(Dataset records)
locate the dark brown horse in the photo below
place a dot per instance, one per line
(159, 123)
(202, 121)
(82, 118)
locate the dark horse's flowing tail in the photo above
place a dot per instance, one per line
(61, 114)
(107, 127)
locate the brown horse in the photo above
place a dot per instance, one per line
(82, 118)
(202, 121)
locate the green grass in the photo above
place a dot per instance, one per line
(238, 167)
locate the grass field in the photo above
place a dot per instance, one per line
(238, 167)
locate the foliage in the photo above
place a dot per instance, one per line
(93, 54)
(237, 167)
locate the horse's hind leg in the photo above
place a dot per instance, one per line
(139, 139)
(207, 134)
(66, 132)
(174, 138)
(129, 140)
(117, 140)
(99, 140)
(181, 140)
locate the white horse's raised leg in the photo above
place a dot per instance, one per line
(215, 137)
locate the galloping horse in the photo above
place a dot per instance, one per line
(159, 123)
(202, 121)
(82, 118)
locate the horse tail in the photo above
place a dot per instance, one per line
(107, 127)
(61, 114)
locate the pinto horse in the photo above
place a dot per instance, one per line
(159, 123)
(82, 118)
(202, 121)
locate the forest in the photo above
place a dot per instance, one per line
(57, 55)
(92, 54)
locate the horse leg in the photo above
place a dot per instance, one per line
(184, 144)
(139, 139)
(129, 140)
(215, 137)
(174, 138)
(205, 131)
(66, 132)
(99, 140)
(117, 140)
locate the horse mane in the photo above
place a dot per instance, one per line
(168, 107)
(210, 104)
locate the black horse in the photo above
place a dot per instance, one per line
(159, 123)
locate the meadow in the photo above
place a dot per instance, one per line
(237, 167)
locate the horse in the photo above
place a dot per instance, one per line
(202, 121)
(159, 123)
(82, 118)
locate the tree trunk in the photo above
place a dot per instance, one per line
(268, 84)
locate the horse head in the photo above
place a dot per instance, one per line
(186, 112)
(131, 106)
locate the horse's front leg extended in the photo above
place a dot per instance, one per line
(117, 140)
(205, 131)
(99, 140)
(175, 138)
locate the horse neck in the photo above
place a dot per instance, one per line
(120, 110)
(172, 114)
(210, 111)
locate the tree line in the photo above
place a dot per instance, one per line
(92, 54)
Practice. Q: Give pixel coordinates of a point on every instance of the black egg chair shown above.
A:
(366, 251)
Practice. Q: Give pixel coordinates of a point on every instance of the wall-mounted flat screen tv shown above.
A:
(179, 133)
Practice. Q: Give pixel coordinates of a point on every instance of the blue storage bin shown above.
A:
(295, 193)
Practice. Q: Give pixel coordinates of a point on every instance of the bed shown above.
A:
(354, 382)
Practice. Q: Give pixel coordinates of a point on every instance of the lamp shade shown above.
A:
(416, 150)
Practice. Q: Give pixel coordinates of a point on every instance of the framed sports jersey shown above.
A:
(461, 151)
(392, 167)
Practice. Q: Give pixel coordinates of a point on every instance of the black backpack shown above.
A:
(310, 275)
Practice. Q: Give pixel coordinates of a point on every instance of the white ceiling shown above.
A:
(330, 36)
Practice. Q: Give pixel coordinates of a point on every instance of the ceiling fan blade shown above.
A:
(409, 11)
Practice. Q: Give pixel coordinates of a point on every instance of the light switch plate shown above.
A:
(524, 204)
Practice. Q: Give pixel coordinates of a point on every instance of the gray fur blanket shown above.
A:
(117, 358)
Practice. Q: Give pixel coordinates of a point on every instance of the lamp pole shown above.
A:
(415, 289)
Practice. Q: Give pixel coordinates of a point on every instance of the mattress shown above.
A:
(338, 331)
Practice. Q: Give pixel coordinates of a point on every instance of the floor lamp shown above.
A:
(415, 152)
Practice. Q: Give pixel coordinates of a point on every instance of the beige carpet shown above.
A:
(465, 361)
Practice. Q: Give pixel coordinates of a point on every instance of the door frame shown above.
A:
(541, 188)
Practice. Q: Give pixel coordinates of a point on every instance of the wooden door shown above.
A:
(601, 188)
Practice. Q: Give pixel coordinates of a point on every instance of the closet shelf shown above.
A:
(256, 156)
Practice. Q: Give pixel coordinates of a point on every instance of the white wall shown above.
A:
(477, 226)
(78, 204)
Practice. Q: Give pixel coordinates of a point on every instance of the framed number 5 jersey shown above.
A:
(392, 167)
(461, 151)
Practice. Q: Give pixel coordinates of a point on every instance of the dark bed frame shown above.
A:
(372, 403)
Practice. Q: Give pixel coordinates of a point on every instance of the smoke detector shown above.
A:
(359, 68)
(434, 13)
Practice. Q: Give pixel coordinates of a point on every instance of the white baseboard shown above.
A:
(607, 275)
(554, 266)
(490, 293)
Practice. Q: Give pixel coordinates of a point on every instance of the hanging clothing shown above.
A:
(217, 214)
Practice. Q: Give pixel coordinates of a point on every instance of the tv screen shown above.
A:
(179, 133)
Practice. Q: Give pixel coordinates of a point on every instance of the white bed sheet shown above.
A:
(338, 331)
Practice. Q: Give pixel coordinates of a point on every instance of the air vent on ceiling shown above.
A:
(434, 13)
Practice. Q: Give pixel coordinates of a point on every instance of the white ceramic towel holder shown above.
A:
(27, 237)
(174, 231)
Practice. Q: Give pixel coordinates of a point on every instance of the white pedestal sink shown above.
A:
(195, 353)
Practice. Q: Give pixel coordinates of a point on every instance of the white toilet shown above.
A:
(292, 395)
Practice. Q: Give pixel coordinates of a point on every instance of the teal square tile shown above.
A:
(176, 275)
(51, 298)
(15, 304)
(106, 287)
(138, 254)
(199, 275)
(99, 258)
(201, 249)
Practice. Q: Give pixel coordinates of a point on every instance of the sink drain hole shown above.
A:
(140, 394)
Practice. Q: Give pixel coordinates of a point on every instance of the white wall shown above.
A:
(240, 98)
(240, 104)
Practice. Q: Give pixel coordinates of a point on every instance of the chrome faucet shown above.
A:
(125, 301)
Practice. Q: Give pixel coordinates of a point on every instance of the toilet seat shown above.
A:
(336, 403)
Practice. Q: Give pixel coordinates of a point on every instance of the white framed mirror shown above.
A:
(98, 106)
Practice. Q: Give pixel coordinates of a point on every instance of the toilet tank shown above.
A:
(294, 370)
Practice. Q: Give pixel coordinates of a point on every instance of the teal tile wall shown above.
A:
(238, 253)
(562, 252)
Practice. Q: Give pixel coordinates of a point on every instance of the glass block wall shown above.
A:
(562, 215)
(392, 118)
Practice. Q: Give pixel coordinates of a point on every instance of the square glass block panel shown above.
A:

▶ Problem requirements
All of the data must be returned exactly.

▶ Answer section
locate the dark brown horse in the photo below
place a dot per instance, one per line
(159, 123)
(202, 121)
(82, 118)
locate the dark horse's flowing tail in the photo above
place a dot per instance, one per line
(61, 114)
(107, 127)
locate the brown horse in the photo above
place a dot per instance, one per line
(82, 118)
(202, 121)
locate the green grass in the photo above
place a dot per instance, one per line
(238, 167)
locate the grass field in the photo above
place a dot per instance, one per line
(238, 167)
locate the foliage in the photo above
place a dot per instance, one per line
(93, 54)
(237, 167)
locate the horse's hind leg in the photo above
place a dot per instance, one per line
(139, 139)
(207, 134)
(66, 132)
(174, 138)
(129, 140)
(117, 140)
(99, 140)
(181, 140)
locate the white horse's raised leg in the photo above
place a dot per instance, one per line
(215, 137)
locate the galloping horse in the photo above
place a dot per instance, one per line
(159, 123)
(202, 121)
(82, 118)
locate the horse tail in the photo above
place a dot per instance, one per line
(107, 127)
(61, 114)
locate the pinto horse in the photo above
place a dot per instance, one per line
(159, 123)
(82, 118)
(202, 121)
locate the forest in the photo above
place a dot per instance, one per line
(57, 55)
(92, 54)
locate the horse leg in the photo above
place a dot per instance, one per line
(184, 144)
(139, 139)
(129, 140)
(215, 137)
(174, 138)
(205, 131)
(66, 132)
(99, 140)
(117, 140)
locate the horse mane in the photo above
place a dot per instance, one per line
(168, 107)
(210, 104)
locate the black horse in the photo above
place a dot per instance, one per line
(159, 123)
locate the meadow in the photo above
place a dot per instance, one per line
(237, 167)
locate the horse in the photo above
place a dot per instance, one per line
(202, 121)
(159, 123)
(82, 118)
locate the tree trunk in the photo above
place a dot per instance, one per line
(268, 84)
locate the horse head in the photo above
place a dot per instance, one per line
(186, 112)
(131, 106)
locate the horse's front leg extended in the photo above
place a dot per instance, one per line
(117, 140)
(205, 131)
(99, 140)
(175, 138)
locate the horse neck in the photo above
place a dot per instance, one per line
(120, 110)
(172, 114)
(210, 111)
locate the tree line in the photo above
place a dot per instance, one per line
(92, 54)
Practice. Q: Give pixel coordinates of a point on every instance of the black egg chair shown above.
A:
(366, 251)
Practice. Q: Give pixel coordinates of a point on every instance of the wall-mounted flat screen tv shown above.
A:
(179, 133)
Practice. Q: Give pixel coordinates of a point on every instance of the blue storage bin shown above.
A:
(295, 193)
Practice. Q: Give pixel coordinates of a point on every instance of the bed shown above.
A:
(354, 382)
Practice. Q: Give pixel coordinates of a point on every instance of the lamp shade shown above.
A:
(416, 150)
Practice. Q: Give pixel coordinates of a point on every instance of the framed sports jersey shown above.
A:
(461, 151)
(392, 167)
Practice. Q: Give pixel coordinates of a point on every instance of the black backpack shown above.
A:
(310, 275)
Practice. Q: Give pixel coordinates of a point on every instance of the white ceiling shown above.
A:
(330, 36)
Practice. Q: Give pixel coordinates of a point on every instance of the ceiling fan blade shown above.
A:
(409, 11)
Practice. Q: Give pixel coordinates of a point on every instance of the light switch plate shown above.
A:
(524, 204)
Practice. Q: Give pixel coordinates of a point on every instance of the gray fur blanket shown above.
A:
(117, 358)
Practice. Q: Give pixel coordinates of a point on every instance of the lamp pole shown above.
A:
(415, 289)
Practice. Q: Give pixel coordinates of a point on every instance of the mattress shown above.
A:
(338, 331)
Practice. Q: Give pixel coordinates of a point on every instance of the floor lamp shown above.
A:
(415, 152)
Practice. Q: Give pixel coordinates of a point on every instance of the beige carpet shown above.
A:
(465, 361)
Practice. Q: Give pixel coordinates of a point on every instance of the door frame shown above.
A:
(541, 188)
Practice. Q: Give pixel coordinates of a point on every instance of the wooden door shown above.
A:
(601, 188)
Practice. Q: Give pixel coordinates of a point on every instance of the closet shelf shown above.
A:
(256, 156)
Practice. Q: Give pixel coordinates of a point on every instance of the white wall shown above.
A:
(477, 226)
(78, 204)
Practice. Q: Give pixel coordinates of a point on every instance of the framed number 5 jersey shown above.
A:
(392, 167)
(461, 151)
Practice. Q: Give pixel coordinates of a point on every instance of the dark bed frame shown above.
A:
(372, 403)
Practice. Q: Give pixel coordinates of a point on every instance of the smoke detector shown above.
A:
(359, 68)
(434, 13)
Practice. Q: Give pixel coordinates of a point on every instance of the white baseboard shown above.
A:
(607, 275)
(554, 266)
(490, 293)
Practice. Q: Give pixel coordinates of a point on every instance of the hanging clothing shown above.
A:
(217, 214)
Practice. Q: Give pixel coordinates of a point on every instance of the tv screen shown above.
A:
(179, 133)
Practice. Q: Give pixel coordinates of a point on every instance of the white bed sheet shown above.
A:
(338, 331)
Practice. Q: Give pixel coordinates of a point on every instance of the air vent on ceiling shown above.
A:
(434, 13)
Practice. Q: Give pixel coordinates of a point on every instance of the white ceramic towel holder shown above.
A:
(27, 237)
(174, 231)
Practice. Q: Give pixel coordinates of a point on every instance of the white pedestal sink shown above.
A:
(195, 353)
Practice. Q: Give pixel coordinates of a point on every instance of the white toilet shown above.
A:
(292, 395)
Practice. Q: Give pixel coordinates of a point on every instance of the teal square tile shown above.
A:
(176, 275)
(51, 298)
(15, 304)
(106, 287)
(138, 254)
(199, 275)
(99, 258)
(201, 249)
Practice. Q: Give pixel coordinates of a point on every instance of the sink drain hole shown above.
A:
(140, 394)
Practice. Q: Give pixel coordinates of a point on every instance of the white wall shown above.
A:
(240, 98)
(240, 104)
Practice. Q: Give pixel coordinates of a point on every instance of the chrome faucet shown above.
A:
(125, 301)
Practice. Q: Give pixel coordinates of a point on every instance of the toilet seat shown above.
A:
(336, 403)
Practice. Q: Give pixel coordinates of a point on every instance of the white framed mirror shown above.
A:
(98, 106)
Practice. Q: Give pixel coordinates of a point on every instance of the toilet tank shown above.
A:
(294, 370)
Practice. Q: Give pixel coordinates of a point on every instance of the teal tile wall shown above.
A:
(238, 253)
(562, 252)
Practice. Q: Give pixel coordinates of a point on every instance of the glass block wall shown above.
A:
(562, 215)
(392, 118)
Practice. Q: Give pixel coordinates of a point on every instance of the square glass block panel shown above.
A:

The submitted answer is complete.